History

France
- Name: Carthage
- Namesake: Carthage
- Owner: Compagnie Générale Transatlantique
- Port of registry: Paris, France
- Builder: Swan Hunter
- Yard number: 828
- Laid down: 1909
- Launched: 25 April 1910
- Completed: August 1910
- Acquired: August 1910
- In service: August 1910
- Out of service: 4 July 1915
- Fate: Torpedoed and sunk on 4 July 1915

General characteristics
- Type: Passenger ship
- Tonnage: 5,601 GRT
- Length: 122.8 metres (402 ft 11 in)
- Beam: 15.6 metres (51 ft 2 in)
- Depth: 6.2 metres (20 ft 4 in)
- Installed power: Two 3cyl. Triple expansion steam engines
- Propulsion: Two screws
- Sail plan: Marseille - Tunis
- Speed: 19 knots
- Capacity: Accommodation for 334 passengers (170 in First class, 94 in Second class & 70 in Steerage)
- Notes: Two masts and two funnels

= SS Carthage (1910) =

1910 French passenger ship

SS Carthage was a French Passenger ship that was torpedoed and sunk by the German submarine U-21 on 4 July 1915 whilst she was at anchor 2 nmi off Cape Helles, Gallipoli, with the loss of 6 lives.

== Construction ==
Carthage was built at the Swan Hunter shipyard in Newcastle, United Kingdom and launched on 25 April 1910 before being completed in August of that same year. The ship was 122.8 m long, had a beam of 15.6 m and a depth of 6.2 m. She was assessed at and had two 3cyl. Triple expansion steam engines driving two screw propellers that could achieve a speed of 19 knots. The ship had accommodation for 334 passengers including 170 in First class, 94 in Second class & 70 in Steerage.

-------

→ **Exercise instructions**
**A)** Using the SS Carthage text, explain in one to three sentences how the ship came to be sunk.
**B)** Rewrite the part of the SS Carthage text between "- Notes: Two" and "70 in Steerage.", inclusive, swapping "Newcastle" for "Wallsend".
Use only the text above to complete these tasks.

→ **Items**
-------

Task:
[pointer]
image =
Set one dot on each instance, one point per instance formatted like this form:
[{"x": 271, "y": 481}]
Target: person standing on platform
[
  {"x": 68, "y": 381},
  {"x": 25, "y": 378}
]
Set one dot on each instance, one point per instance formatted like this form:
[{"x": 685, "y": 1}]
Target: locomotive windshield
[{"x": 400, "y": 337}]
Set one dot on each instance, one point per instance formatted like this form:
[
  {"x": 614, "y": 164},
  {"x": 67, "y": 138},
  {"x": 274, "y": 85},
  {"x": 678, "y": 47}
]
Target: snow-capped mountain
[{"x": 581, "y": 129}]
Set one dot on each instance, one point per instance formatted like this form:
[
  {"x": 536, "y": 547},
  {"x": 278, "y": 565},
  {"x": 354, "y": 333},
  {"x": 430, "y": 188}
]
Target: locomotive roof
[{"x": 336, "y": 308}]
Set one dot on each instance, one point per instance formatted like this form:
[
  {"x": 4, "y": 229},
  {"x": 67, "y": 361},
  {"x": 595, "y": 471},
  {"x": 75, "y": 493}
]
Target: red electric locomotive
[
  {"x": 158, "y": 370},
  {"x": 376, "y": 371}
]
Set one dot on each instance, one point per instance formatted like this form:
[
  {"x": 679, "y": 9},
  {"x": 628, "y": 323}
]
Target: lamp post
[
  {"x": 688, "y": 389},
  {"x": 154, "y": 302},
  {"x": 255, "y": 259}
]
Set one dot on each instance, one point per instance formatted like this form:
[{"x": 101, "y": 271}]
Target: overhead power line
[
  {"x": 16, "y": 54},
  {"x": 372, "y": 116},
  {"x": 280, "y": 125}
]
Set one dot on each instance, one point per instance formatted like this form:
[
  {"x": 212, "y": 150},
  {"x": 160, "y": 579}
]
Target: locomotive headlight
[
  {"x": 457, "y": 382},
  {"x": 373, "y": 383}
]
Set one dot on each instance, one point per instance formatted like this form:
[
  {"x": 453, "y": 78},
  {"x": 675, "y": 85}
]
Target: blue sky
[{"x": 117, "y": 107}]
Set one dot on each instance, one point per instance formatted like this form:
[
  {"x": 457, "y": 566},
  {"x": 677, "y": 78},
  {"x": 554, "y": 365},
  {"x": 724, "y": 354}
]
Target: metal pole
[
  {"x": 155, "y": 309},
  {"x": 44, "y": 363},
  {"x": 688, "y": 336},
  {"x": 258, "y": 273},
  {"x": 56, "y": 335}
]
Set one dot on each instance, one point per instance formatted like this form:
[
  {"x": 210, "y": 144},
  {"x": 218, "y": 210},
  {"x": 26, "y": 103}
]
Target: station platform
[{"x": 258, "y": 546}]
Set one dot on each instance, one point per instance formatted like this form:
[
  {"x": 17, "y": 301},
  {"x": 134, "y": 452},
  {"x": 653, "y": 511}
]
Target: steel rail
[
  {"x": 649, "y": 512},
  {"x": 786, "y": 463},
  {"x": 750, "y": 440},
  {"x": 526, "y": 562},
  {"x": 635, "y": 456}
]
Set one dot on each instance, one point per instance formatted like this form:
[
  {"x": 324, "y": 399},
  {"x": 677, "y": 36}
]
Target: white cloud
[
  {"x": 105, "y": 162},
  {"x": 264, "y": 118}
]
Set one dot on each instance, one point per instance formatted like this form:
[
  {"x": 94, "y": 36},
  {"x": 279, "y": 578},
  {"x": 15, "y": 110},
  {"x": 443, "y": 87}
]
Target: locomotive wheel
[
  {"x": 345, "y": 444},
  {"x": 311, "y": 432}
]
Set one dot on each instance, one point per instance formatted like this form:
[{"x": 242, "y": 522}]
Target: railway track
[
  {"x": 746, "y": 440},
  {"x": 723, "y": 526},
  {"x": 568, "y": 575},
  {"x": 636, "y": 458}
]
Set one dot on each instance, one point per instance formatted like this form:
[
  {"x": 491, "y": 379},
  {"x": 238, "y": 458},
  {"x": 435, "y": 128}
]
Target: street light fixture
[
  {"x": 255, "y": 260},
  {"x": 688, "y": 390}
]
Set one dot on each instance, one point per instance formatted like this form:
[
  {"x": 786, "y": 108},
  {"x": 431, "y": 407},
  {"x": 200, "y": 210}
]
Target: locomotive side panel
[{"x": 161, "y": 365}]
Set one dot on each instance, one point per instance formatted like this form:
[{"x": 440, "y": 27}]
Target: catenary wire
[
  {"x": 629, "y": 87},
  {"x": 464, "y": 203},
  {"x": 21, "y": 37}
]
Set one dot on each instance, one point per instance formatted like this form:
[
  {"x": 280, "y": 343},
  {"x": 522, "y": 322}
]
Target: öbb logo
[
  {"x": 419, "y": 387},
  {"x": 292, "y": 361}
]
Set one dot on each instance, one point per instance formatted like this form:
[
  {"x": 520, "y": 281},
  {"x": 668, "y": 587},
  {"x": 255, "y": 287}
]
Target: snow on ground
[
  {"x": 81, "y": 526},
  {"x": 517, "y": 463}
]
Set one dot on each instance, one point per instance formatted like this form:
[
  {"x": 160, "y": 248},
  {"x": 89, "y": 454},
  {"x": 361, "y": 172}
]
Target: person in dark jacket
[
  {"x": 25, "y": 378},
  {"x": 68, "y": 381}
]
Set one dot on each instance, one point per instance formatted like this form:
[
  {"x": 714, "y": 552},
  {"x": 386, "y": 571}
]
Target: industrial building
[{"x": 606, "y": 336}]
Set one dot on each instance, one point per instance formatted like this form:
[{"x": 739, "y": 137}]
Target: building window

-------

→ **Answers per task**
**A)** Carthage was torpedoed by the German submarine U-21 on 4 July 1915. She was at anchor 2 nmi off Cape Helles, Gallipoli, at the time, and 6 lives were lost.

**B)**
- Notes: Two masts and two funnels

= SS Carthage (1910) =

1910 French passenger ship

SS Carthage was a French Passenger ship that was torpedoed and sunk by the German submarine U-21 on 4 July 1915 whilst she was at anchor 2 nmi off Cape Helles, Gallipoli, with the loss of 6 lives.

== Construction ==
Carthage was built at the Swan Hunter shipyard in Wallsend, United Kingdom and launched on 25 April 1910 before being completed in August of that same year. The ship was 122.8 m long, had a beam of 15.6 m and a depth of 6.2 m. She was assessed at and had two 3cyl. Triple expansion steam engines driving two screw propellers that could achieve a speed of 19 knots. The ship had accommodation for 334 passengers including 170 in First class, 94 in Second class & 70 in Steerage.